#### Document extract:
____________
In 1842, she passed a week in Lowell with Edgarton at the home of Thomas Baldwin Thayer, where Jerauld received her First Communion. In the winter of 1842, she attended a course of lectures delivered by Richard Henry Dana Sr., on "Woman", Macbeth, Shakespeare in the supernatural, and Hamlet. These prompted her to study Shakespeare, Spenser and Milton. On November 19, 1843, she married J.W. Jerauld, after which she divided her time between domestic duties and literary pursuits, producing most of the stories, sketches and poems found in the volume Poetry and Prose, by Mrs. Charlotte A. Jerauld, with a memoir by Henry Bacon, Boston. A. Tompkins, 88 Cornhill, 1860, which first appeared in the Repository and Rose of Sharon.
____________
#### Task set:
1. In the passage about Charlotte A. Jerauld, on what date did she marry J.W. Jerauld?
2. Continue the passage about Charlotte A. Jerauld from the point where it ends.
____________
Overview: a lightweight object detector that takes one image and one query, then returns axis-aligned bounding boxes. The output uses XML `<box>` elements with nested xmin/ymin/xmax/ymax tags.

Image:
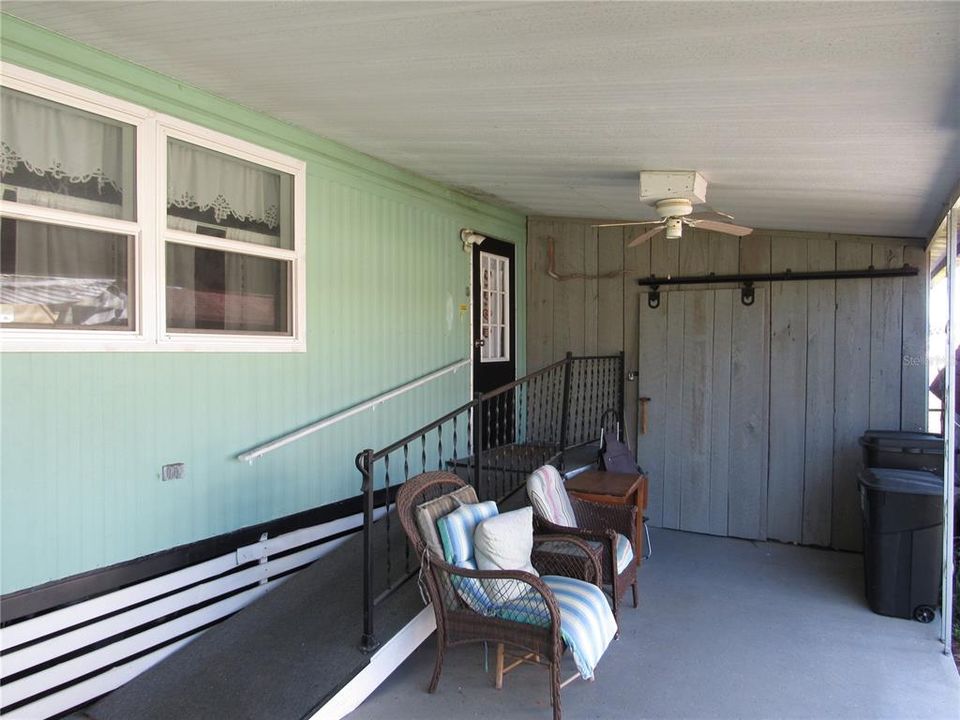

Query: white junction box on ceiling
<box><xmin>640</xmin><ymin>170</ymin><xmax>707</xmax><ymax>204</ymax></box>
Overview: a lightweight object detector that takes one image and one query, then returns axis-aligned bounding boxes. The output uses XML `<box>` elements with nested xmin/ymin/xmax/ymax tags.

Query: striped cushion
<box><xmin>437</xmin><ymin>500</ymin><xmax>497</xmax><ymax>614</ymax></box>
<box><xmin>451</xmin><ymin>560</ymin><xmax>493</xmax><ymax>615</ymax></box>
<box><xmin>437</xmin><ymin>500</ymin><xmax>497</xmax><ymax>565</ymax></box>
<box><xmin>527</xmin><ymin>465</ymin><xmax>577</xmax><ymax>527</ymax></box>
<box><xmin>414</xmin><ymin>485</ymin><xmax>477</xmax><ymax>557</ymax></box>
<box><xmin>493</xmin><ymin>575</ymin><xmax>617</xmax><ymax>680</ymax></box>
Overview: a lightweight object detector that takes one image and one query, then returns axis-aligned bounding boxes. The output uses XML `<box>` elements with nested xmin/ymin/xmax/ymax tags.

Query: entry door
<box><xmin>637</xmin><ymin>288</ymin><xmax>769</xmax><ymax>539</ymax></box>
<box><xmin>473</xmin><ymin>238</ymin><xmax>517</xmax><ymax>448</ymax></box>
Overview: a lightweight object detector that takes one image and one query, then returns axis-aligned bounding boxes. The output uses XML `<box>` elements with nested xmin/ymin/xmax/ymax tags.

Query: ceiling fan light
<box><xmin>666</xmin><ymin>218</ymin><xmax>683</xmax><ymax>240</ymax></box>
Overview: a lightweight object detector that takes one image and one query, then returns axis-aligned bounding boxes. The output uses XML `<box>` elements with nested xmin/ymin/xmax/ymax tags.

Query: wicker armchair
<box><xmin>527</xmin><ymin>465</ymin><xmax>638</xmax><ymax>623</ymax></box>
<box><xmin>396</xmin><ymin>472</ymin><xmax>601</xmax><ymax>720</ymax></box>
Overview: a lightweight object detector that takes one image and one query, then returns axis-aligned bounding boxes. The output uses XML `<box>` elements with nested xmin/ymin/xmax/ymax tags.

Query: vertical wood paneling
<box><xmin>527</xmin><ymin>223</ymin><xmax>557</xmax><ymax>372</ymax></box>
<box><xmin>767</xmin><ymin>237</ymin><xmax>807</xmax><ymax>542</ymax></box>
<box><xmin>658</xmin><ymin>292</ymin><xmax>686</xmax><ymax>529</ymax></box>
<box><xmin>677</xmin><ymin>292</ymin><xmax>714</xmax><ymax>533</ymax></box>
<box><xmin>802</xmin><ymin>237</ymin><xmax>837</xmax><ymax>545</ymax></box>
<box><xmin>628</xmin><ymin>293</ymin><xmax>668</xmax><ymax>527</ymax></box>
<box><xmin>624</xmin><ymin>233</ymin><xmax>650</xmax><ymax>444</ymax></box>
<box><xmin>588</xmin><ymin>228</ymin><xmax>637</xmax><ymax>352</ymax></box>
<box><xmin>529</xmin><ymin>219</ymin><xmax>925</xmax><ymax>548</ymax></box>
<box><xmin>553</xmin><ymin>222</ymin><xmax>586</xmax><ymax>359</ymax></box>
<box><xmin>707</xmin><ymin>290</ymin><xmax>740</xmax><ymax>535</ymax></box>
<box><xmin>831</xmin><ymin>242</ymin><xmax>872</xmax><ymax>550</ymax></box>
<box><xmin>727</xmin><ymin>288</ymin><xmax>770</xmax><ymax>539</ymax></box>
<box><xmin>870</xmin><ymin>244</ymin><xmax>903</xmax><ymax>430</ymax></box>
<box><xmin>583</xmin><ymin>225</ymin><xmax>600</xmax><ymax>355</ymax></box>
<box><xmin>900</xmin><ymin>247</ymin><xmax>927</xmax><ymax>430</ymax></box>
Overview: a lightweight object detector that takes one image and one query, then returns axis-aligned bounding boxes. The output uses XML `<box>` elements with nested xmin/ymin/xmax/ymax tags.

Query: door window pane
____________
#### Answers to this exercise:
1. November 19, 1843.

2.
Jerauld's literary development was heavily influenced by Rev. Henry Bacon. Jerauld's friends included Sarah Edgarton and Mary Hall Barrett Adams. Jerauld and Edgarton together wrote the series of Sonnets on the Lord's Prayer. Each had written a sonnet on a portion of the prayer, unknown to the other. Edgarton then suggested that they write on alternate portions of that prayer, and thus collaborate on a series of sonnets. They completed the work in 1844.

==Personal life and death==
On the last week of July, 1845, Jerauld gave birth. Her child died August 1, and Jerauld herself died the next day. Jerauld and her infant were buried together in the same coffin.